-------- RECORDS SUPPLIED --------

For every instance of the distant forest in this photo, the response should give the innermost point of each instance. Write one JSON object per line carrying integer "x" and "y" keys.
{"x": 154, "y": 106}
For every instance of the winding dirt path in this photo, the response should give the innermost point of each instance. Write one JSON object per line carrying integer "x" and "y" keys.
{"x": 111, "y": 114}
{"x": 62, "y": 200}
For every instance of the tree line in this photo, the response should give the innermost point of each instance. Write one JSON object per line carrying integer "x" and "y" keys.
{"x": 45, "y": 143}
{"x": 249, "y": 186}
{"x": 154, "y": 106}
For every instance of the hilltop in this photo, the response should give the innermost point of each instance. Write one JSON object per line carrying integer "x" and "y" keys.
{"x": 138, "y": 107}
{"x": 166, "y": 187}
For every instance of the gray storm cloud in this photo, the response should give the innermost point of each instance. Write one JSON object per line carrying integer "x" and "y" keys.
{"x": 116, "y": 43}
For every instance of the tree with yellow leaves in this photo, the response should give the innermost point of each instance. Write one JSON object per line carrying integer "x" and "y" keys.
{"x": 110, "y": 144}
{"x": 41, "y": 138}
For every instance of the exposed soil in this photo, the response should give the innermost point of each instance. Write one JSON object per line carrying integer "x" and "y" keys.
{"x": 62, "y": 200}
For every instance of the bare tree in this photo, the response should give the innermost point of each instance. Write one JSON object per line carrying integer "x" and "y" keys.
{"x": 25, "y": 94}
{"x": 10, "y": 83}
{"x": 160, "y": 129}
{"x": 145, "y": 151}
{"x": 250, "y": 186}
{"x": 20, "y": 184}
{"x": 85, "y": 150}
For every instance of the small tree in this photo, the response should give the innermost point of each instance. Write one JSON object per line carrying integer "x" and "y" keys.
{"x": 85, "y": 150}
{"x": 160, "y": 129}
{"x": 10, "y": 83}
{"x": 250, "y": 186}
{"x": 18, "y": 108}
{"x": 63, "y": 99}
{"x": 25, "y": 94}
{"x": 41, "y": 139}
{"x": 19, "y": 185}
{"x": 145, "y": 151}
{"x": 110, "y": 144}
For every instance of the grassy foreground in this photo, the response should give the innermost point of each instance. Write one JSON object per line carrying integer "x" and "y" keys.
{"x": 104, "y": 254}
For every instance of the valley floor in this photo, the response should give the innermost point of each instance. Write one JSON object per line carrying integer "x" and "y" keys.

--------

:: PROMPT ::
Every entry must be retyped in full, exactly as given.

:: WRITTEN SOLUTION ::
For every instance of the distant forest in this photo, the response should give the innermost point of each instance. Write one JSON object per line carrying integer "x" and "y" keys.
{"x": 154, "y": 106}
For every instance of the winding dirt path in this photo, the response should give the innermost point of each instance. Write one JSON object per line carrying integer "x" and "y" keys.
{"x": 111, "y": 114}
{"x": 62, "y": 200}
For every instance of the tree line in this photo, the response should give the innermost point of each instance. Write one JSON object per line carrying integer "x" and "y" keys.
{"x": 45, "y": 143}
{"x": 249, "y": 186}
{"x": 154, "y": 106}
For every instance of the hilltop in this photo, the response should give the innermost point of each instance. Write one JSON object per line carrying integer "x" and "y" keys.
{"x": 138, "y": 107}
{"x": 166, "y": 187}
For every instance of the gray storm cloud in this photo, the response should give the innermost point of each instance. Write one JSON object per line carrying integer "x" and "y" keys.
{"x": 116, "y": 43}
For every instance of the tree with yellow leaves in this photo, the response should give the innermost point of each instance. Write one JSON object per line carrying integer "x" and "y" keys.
{"x": 110, "y": 144}
{"x": 41, "y": 138}
For every instance of the exposed soil in this photo, the response should give the innermost point of each instance. Write one JSON object per line carrying integer "x" and "y" keys.
{"x": 62, "y": 200}
For every instance of the bare tree in this photo, the response should give the innermost point of each instance. Write one JSON object per line carrying integer "x" and "y" keys.
{"x": 25, "y": 94}
{"x": 10, "y": 83}
{"x": 160, "y": 129}
{"x": 145, "y": 151}
{"x": 250, "y": 186}
{"x": 20, "y": 184}
{"x": 85, "y": 150}
For every instance of the small tree in this photo, the response should give the innermost point of each instance. Write one JSON object per line carrying integer "x" and "y" keys.
{"x": 85, "y": 150}
{"x": 160, "y": 129}
{"x": 10, "y": 83}
{"x": 250, "y": 186}
{"x": 18, "y": 108}
{"x": 63, "y": 99}
{"x": 25, "y": 94}
{"x": 41, "y": 139}
{"x": 19, "y": 185}
{"x": 145, "y": 151}
{"x": 110, "y": 144}
For every instance of the grassy foreground in this photo, the response should give the innermost point of each instance. Write one JSON object per line carrying integer "x" and "y" keys.
{"x": 104, "y": 254}
For every instance of the valley floor in this photo, the response should give the innermost point of each instance. Write one JSON object per line carrying integer "x" and "y" keys.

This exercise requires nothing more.